> The task
What follows is a listing to be transcribed exactly.

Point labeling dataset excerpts
Start

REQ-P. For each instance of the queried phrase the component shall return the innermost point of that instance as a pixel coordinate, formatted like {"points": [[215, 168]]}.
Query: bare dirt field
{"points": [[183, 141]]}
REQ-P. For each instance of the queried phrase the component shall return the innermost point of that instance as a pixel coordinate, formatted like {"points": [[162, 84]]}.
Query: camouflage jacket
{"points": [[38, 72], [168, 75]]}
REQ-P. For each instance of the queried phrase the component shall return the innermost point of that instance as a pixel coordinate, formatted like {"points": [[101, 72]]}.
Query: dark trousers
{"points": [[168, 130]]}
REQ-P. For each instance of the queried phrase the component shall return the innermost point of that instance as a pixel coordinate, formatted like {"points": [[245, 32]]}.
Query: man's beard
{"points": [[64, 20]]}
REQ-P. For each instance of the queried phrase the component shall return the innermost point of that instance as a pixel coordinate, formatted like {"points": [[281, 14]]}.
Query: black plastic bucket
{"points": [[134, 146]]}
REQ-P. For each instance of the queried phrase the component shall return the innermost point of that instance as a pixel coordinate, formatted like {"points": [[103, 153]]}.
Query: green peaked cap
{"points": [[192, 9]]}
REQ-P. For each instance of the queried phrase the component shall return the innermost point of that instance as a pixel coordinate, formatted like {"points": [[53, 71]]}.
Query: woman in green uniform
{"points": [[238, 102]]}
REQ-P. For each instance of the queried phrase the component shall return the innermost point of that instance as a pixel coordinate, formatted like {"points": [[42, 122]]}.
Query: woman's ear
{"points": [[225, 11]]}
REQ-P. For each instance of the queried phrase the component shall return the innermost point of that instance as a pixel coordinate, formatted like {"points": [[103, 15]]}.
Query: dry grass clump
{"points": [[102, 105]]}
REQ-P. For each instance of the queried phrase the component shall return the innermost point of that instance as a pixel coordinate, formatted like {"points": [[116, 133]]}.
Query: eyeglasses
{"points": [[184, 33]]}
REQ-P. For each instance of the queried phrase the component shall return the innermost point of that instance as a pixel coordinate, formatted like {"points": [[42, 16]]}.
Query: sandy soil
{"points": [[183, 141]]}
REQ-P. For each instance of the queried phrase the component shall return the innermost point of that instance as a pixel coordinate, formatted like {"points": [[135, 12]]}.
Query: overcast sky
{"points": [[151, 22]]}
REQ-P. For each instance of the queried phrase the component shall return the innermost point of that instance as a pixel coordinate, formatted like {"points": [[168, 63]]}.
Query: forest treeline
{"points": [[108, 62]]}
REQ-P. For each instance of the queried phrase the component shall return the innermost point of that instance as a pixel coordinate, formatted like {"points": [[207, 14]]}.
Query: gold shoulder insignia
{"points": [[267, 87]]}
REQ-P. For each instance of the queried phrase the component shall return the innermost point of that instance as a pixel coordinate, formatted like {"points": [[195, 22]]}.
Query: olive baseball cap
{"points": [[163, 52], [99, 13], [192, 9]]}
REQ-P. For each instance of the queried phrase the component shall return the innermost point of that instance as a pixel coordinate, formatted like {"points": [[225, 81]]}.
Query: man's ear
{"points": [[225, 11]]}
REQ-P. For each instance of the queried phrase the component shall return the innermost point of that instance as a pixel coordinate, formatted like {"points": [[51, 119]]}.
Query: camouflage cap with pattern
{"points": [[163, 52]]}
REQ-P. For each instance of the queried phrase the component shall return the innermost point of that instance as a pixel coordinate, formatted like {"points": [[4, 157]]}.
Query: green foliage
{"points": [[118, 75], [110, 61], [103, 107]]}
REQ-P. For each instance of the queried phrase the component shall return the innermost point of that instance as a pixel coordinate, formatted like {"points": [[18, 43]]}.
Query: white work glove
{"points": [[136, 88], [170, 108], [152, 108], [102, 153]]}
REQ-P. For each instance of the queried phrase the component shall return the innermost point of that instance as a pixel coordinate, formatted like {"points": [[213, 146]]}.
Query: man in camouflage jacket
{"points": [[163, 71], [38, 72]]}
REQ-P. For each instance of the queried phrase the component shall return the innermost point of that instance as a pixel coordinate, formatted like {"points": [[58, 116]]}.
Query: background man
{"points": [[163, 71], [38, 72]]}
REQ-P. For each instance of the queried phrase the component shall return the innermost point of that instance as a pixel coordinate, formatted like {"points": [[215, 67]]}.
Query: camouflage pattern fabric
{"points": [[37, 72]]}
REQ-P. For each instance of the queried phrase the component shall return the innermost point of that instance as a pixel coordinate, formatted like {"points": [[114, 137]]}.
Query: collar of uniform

End

> Exercise solution
REQ-P. For each instance of the queried phrase the component shall return the innermost point of that instance as a pixel coordinate, formatted like {"points": [[215, 168]]}.
Query: bare dirt field
{"points": [[183, 141]]}
REQ-P. For each instance of the queried phrase the component shall return the innermost point of that instance as a pixel coordinate, formatted like {"points": [[162, 84]]}.
Query: camouflage jacket
{"points": [[38, 72], [168, 75]]}
REQ-P. For each instance of the queried phrase the component shall return the innermost point of that instance as a pixel coordinate, formatted like {"points": [[101, 72]]}.
Query: dark trousers
{"points": [[168, 130]]}
REQ-P. For each instance of the queried phrase the component shall return the innermost point of that instance as a pixel coordinate, formatted like {"points": [[245, 32]]}.
Query: man's beard
{"points": [[64, 20]]}
REQ-P. For each instance of the queried phrase the component shall return the innermost point of that instance as a pixel coordinate, formatted like {"points": [[281, 14]]}.
Query: black plastic bucket
{"points": [[134, 146]]}
REQ-P. For each instance of the queried phrase the component shall return the innermost point of that instance as a pixel coordinate, formatted like {"points": [[103, 153]]}.
Query: green peaked cap
{"points": [[192, 9]]}
REQ-P. For each instance of the queried phrase the component shall return the innermost point of that instance as a pixel coordinate, formatted like {"points": [[53, 71]]}.
Query: woman in green uniform
{"points": [[238, 102]]}
REQ-P. For each instance of the queried phrase the component shall return the innermost point of that instance as a pixel coordinate, formatted like {"points": [[42, 122]]}.
Query: woman's ear
{"points": [[225, 11]]}
REQ-P. For each instance of the queried phrase the component shall return the innermost point of that instance as a pixel coordinate, formatted like {"points": [[103, 15]]}.
Query: dry grass clump
{"points": [[102, 105]]}
REQ-P. For each instance of the queried phrase the component shall return the innermost point of that instance as a pixel coordinate, formatted like {"points": [[116, 133]]}.
Query: eyeglasses
{"points": [[184, 33]]}
REQ-P. For each instance of the queried phrase the component shall return the innermost point of that instance as a pixel coordinate, formatted like {"points": [[42, 16]]}.
Query: sandy soil
{"points": [[183, 141]]}
REQ-P. For each instance of the queried phrase the component shall return the innermost point of that instance as a pixel coordinate, formatted like {"points": [[135, 12]]}.
Query: overcast sky
{"points": [[151, 22]]}
REQ-P. For each instance of the queried phrase the component shall return the innermost point of that instance as a pixel coordinate, formatted like {"points": [[168, 63]]}.
Query: forest treeline
{"points": [[108, 62]]}
REQ-P. For each instance of the queried phrase the component shall return the innermost point of that instance as a pixel coordinate, formatted like {"points": [[207, 14]]}.
Query: gold shoulder insignia
{"points": [[267, 87]]}
REQ-P. For each instance of the queried phrase the component shall return the innermost point of that instance as a pixel coordinate, formatted like {"points": [[195, 22]]}.
Query: olive baseball cap
{"points": [[163, 52], [99, 13], [192, 9]]}
REQ-P. For each instance of the queried phrase the component shall return the innermost point of that instance as a pixel coordinate, formatted like {"points": [[225, 81]]}.
Query: man's ear
{"points": [[225, 11]]}
REQ-P. For each instance of the queried phrase the component shall return the innermost point of that instance as a pixel coordinate, formatted like {"points": [[51, 119]]}.
Query: camouflage cap with pattern
{"points": [[163, 52]]}
REQ-P. For each instance of the queried phrase the component shall return the innermost point of that instance as a pixel coordinate, formatted like {"points": [[4, 157]]}.
Query: green foliage
{"points": [[118, 75], [110, 61], [103, 107]]}
REQ-P. For each instance of the queried phrase the component shall return the innermost point of that instance as a pixel coordinate, formatted like {"points": [[18, 43]]}.
Query: white work glove
{"points": [[136, 88], [170, 108], [152, 108], [102, 153]]}
REQ-P. For each instance of the queried phrase the component shall return the innermost point of that instance as a pixel coordinate, formatted like {"points": [[213, 146]]}.
Query: man in camouflage jacket
{"points": [[163, 71], [38, 72]]}
REQ-P. For each instance of the queried phrase the component shall return the innermost point of that instance as a pixel coordinate, formatted like {"points": [[58, 116]]}.
Query: background man
{"points": [[163, 71], [38, 72]]}
REQ-P. For each instance of the queried phrase the component shall return the innermost point of that instance as a pixel coordinate, formatted like {"points": [[215, 67]]}.
Query: camouflage pattern fabric
{"points": [[37, 72]]}
REQ-P. For each instance of the queried phrase the component shall return the innermost point of that instance as a pixel coordinate, formatted like {"points": [[114, 137]]}.
Query: collar of uniform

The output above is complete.